Supplied passage:

Italy: ‘We Worked Day and Night to Give the Care They Needed’

While we debate about how NGO ships should stay away from the Libyan coast, or what the maximum number of people that can be accommodated in Italy is, all we see is people who need help and who are fleeing so they can make sure they can access their fundamental right as human being: the right to life.

In June, we witnessed the landing of over 2000 migrants at the port of Augusta: these numbers and the things our staff see every day confirm that the Mediterranean is still the number one channel for those fleeing from war and poverty towards Europe.

They come from Iraq, Nigeria, Ivory Coast, Pakistan, Somalia, Lebanon, Morocco, Algeria, Tunisia, Egypt, Gambia, Ghana, Guinea. Among them, there were 140 children and teenagers, some of whom had run away themselves, crossed the Mediterranean Sea without parents or relatives accompanying them.

Our staff carried out over 130 examinations of people exhausted from travel and difficult circumstances. The cases of violence sustained in Libya are unquantifiable: a child burned with boiling water, a man whose finger had been cut off, raped women.

We were able to organise a visit for infectious diseases and get treatment for a boy with HIV, who hadn’t taken any medication for a month. We were busy contacting the partners and husbands of some hospitalised pregnant women who were asking for news on the birth of their children. We worked day and night to provide each of them with the care they needed.

Recorded data:

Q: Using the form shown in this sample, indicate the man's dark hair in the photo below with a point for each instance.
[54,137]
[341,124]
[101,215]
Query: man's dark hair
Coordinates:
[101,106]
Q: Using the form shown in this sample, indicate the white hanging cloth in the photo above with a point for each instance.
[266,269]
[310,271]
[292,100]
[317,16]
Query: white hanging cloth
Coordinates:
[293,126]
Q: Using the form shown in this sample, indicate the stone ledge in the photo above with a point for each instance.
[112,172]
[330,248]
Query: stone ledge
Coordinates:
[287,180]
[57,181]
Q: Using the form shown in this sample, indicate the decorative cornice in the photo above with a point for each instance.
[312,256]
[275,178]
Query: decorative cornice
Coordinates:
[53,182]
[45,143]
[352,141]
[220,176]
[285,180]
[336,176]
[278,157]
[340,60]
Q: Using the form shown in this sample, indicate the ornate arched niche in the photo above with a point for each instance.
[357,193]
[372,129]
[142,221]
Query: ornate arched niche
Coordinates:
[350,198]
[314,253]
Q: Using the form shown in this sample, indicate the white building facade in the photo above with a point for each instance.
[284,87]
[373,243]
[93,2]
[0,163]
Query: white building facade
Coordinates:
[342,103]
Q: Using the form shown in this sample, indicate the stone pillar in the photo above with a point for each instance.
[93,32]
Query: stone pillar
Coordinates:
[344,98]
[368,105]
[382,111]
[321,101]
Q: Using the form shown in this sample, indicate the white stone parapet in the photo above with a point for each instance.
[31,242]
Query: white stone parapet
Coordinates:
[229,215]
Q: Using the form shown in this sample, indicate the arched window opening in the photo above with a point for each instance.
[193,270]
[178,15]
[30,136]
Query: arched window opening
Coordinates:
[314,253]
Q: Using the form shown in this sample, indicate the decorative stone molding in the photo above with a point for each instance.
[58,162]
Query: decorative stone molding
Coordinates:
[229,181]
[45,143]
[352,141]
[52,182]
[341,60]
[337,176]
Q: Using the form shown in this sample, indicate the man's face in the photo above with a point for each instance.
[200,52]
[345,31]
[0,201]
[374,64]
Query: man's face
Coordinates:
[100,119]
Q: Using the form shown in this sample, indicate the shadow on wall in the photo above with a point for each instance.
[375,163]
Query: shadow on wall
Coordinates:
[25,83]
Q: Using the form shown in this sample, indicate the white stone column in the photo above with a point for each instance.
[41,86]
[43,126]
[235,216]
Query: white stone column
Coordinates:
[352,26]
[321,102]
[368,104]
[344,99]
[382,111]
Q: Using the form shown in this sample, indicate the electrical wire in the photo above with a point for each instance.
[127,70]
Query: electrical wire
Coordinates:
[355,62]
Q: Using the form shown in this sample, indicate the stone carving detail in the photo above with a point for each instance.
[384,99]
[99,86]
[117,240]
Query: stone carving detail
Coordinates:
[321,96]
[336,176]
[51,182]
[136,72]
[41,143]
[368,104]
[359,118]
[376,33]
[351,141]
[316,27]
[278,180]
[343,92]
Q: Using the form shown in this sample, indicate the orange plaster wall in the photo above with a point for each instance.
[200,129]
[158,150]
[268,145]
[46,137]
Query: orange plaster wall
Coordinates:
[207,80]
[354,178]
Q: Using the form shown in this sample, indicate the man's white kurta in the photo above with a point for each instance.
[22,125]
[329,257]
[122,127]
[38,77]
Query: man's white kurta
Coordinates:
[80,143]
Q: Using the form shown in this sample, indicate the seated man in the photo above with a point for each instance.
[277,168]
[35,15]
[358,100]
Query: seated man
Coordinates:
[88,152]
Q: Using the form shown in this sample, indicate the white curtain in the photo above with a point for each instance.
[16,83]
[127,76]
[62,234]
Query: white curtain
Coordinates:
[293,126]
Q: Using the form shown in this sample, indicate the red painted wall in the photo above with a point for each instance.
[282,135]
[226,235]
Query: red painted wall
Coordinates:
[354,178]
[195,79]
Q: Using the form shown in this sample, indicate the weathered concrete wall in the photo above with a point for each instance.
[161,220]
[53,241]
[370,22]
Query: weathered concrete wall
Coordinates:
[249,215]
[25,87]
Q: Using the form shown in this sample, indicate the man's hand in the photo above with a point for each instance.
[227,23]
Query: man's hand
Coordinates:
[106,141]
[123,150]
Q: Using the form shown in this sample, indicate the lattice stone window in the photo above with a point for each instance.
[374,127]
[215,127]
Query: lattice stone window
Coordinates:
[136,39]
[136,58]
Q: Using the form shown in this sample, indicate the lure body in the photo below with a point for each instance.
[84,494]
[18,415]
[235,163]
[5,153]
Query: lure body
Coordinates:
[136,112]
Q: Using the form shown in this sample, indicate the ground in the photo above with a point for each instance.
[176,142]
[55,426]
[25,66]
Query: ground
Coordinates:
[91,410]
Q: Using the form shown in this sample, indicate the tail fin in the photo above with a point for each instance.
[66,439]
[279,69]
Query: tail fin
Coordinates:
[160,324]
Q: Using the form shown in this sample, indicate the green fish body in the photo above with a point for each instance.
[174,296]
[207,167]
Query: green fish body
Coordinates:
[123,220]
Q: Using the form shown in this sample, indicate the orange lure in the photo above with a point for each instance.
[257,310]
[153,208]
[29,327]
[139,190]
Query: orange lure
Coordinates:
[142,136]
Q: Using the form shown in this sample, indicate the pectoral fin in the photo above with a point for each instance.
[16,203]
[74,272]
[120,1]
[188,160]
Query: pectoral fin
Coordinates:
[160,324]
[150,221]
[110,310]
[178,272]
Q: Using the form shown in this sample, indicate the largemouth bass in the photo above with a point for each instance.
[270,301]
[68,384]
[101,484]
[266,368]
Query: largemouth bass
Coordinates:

Task requirements:
a - Answer these questions from the piece on migrants arriving in Italy, one answer per line:
(i) How many migrants landed at the port of Augusta in June?
(ii) How many children and teenagers were among them?
(iii) How long had the boy with HIV gone without taking any medication?
b - From the piece on migrants arriving in Italy, reproduce word for word the passage starting at "They come from" and ending at "off, raped women.".

Answers for each item:
a -
(i) Over 2000
(ii) 140
(iii) A month

b -
They come from Iraq, Nigeria, Ivory Coast, Pakistan, Somalia, Lebanon, Morocco, Algeria, Tunisia, Egypt, Gambia, Ghana, Guinea. Among them, there were 140 children and teenagers, some of whom had run away themselves, crossed the Mediterranean Sea without parents or relatives accompanying them.

Our staff carried out over 130 examinations of people exhausted from travel and difficult circumstances. The cases of violence sustained in Libya are unquantifiable: a child burned with boiling water, a man whose finger had been cut off, raped women.